### Data supplied
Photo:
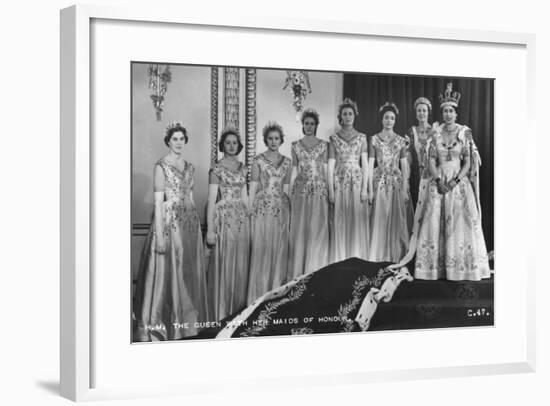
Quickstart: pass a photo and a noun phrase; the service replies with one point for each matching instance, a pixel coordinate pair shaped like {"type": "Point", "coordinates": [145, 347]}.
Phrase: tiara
{"type": "Point", "coordinates": [349, 103]}
{"type": "Point", "coordinates": [232, 130]}
{"type": "Point", "coordinates": [449, 98]}
{"type": "Point", "coordinates": [389, 105]}
{"type": "Point", "coordinates": [272, 125]}
{"type": "Point", "coordinates": [174, 124]}
{"type": "Point", "coordinates": [423, 100]}
{"type": "Point", "coordinates": [310, 112]}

### What is expected
Copy the listing above word for word, leaving out the pictures.

### Completed exercise
Photo:
Quickstart: pass a photo and a noun phrase; the service replies with one point for each matching instance, a pixel coordinate pair shaped like {"type": "Point", "coordinates": [145, 347]}.
Phrase: tiara
{"type": "Point", "coordinates": [349, 103]}
{"type": "Point", "coordinates": [232, 130]}
{"type": "Point", "coordinates": [449, 98]}
{"type": "Point", "coordinates": [389, 105]}
{"type": "Point", "coordinates": [272, 125]}
{"type": "Point", "coordinates": [174, 124]}
{"type": "Point", "coordinates": [423, 100]}
{"type": "Point", "coordinates": [310, 112]}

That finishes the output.